### PROVIDED DATA

________________________________________

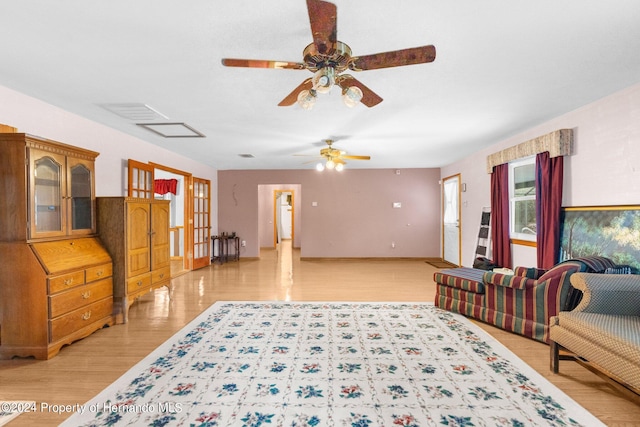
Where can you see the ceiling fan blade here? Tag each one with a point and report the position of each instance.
(397, 58)
(293, 96)
(260, 63)
(324, 28)
(369, 97)
(348, 157)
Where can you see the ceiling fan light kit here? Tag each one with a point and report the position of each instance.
(328, 57)
(335, 158)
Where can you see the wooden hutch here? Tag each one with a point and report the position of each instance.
(55, 274)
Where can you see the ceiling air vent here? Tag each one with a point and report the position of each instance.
(172, 130)
(135, 111)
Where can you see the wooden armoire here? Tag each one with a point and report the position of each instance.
(136, 234)
(55, 274)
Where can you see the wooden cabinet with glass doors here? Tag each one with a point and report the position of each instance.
(55, 274)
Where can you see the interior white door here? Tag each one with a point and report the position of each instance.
(451, 219)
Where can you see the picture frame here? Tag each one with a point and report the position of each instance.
(608, 231)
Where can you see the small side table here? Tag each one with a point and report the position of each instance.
(223, 248)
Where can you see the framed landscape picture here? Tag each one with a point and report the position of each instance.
(609, 231)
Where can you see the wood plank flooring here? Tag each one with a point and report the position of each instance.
(83, 369)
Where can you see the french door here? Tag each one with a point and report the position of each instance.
(201, 222)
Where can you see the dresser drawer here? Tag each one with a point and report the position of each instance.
(78, 297)
(138, 283)
(99, 272)
(78, 319)
(161, 275)
(66, 281)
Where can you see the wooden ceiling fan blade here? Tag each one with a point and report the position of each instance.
(261, 63)
(348, 157)
(293, 96)
(397, 58)
(369, 97)
(323, 17)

________________________________________

### EXERCISE DETAILS
The answer should consist of the lines from the one with "Where can you see the picture" through the last line of the entries, duplicated exactly and nothing more.

### WORKED SOLUTION
Where can you see the picture frame here? Tag each one with a point and report the position of each instance.
(608, 231)
Where can you see the small side table here? Tag each one with a point and report the position of each instance.
(223, 248)
Where can you see the framed landscape picture here? Tag each one with a point and report the position of each instance.
(609, 231)
Where can you see the wood plank flooring here? Tag each one with a point and report the position of each instance.
(83, 369)
Where can you see the french door here? Tag each one with a point and report the position of each instance.
(201, 222)
Where can you see the dresser drawer here? Tag each one with a point and report the position of each instance.
(78, 297)
(138, 283)
(99, 272)
(78, 319)
(161, 275)
(66, 281)
Where can you see the wooden ceiling fan blade here? Tag each one with a point and report the position of each instance.
(261, 63)
(348, 157)
(293, 96)
(397, 58)
(369, 97)
(323, 17)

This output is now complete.